■ INSTRUCTIONS TO FOLLOW:
State how many lines in the items below contain the string "wall", counting only matches with the same capitalization, and reply with that number alone.

■ EXTRACTED RECORDS:

==============================

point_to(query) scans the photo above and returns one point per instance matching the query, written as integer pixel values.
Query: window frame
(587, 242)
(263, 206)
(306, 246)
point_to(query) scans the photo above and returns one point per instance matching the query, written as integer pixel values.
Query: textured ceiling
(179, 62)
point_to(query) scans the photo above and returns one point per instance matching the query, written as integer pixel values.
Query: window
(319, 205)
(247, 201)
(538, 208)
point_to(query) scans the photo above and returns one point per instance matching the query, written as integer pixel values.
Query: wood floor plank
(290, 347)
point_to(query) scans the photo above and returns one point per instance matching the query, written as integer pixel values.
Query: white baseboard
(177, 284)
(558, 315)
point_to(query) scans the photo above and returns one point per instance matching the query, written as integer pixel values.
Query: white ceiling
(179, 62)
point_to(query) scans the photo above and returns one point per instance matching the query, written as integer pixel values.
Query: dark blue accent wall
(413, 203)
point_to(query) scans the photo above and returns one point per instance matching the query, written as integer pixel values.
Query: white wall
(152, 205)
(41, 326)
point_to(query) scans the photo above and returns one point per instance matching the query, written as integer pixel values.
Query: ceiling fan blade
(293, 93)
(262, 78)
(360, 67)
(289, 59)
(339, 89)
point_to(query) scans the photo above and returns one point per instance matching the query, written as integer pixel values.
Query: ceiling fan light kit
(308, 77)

==============================

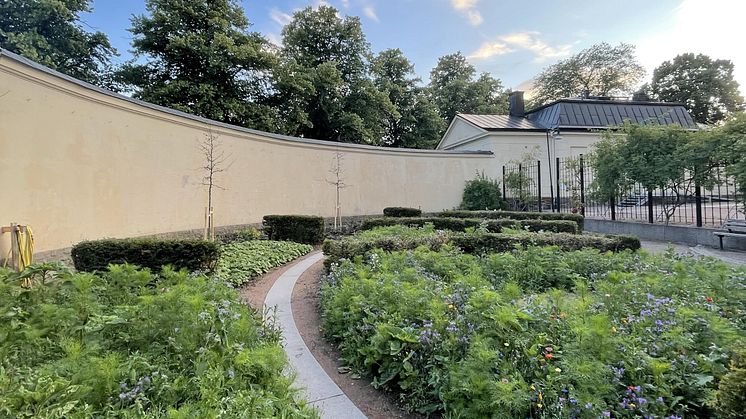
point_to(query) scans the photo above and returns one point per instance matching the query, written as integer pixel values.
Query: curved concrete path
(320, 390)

==============================

■ RIGHT ANSWER:
2